→ WHAT THE EXERCISE ASKS: Identify every line below that contains the string "spray" and copy each of those lines.
━━━━━ EXERCISE DATA
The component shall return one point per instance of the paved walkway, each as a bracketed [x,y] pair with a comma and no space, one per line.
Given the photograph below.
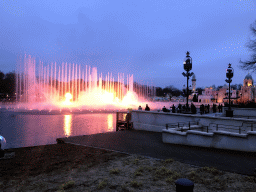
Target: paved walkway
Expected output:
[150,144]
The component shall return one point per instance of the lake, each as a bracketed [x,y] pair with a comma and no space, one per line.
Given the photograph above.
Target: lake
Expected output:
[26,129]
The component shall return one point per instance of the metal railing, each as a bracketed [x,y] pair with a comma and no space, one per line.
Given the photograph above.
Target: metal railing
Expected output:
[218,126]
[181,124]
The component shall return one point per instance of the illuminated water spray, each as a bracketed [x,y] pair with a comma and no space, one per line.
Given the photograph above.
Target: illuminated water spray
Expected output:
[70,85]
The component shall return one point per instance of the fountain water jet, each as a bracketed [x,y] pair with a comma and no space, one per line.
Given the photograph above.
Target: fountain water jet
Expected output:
━━━━━━━━━━
━━━━━ EXERCISE DATA
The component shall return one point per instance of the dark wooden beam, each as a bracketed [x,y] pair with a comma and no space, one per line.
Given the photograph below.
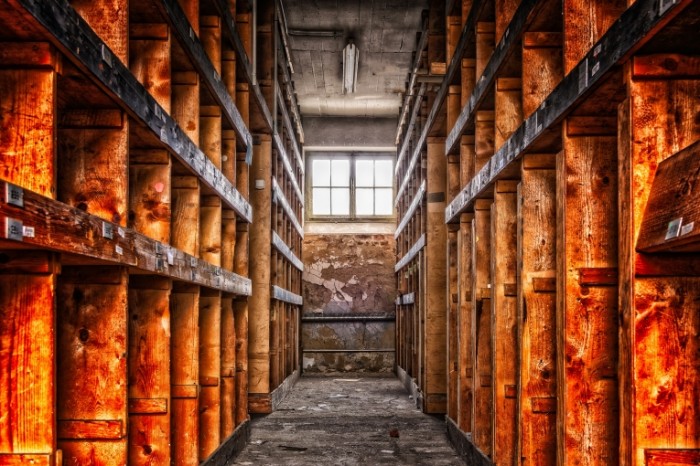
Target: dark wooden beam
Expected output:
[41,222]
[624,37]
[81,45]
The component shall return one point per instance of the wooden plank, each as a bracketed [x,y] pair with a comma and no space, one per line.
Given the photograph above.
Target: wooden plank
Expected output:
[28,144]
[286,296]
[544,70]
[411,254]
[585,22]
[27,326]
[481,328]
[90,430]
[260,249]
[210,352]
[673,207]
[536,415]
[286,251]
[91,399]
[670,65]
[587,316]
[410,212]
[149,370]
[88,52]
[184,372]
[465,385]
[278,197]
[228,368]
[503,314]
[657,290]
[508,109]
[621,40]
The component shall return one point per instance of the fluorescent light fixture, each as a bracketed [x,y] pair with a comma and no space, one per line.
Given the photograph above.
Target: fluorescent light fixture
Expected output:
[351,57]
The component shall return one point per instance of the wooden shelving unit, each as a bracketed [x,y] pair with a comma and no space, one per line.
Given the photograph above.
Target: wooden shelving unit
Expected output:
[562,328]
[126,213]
━━━━━━━━━━
→ TASK OUTPUT:
The component shall return one point per instance of the illuminated water spray, each as a bracketed [x,y] pair with a comma and no space, one per line.
Target: illuminated water spray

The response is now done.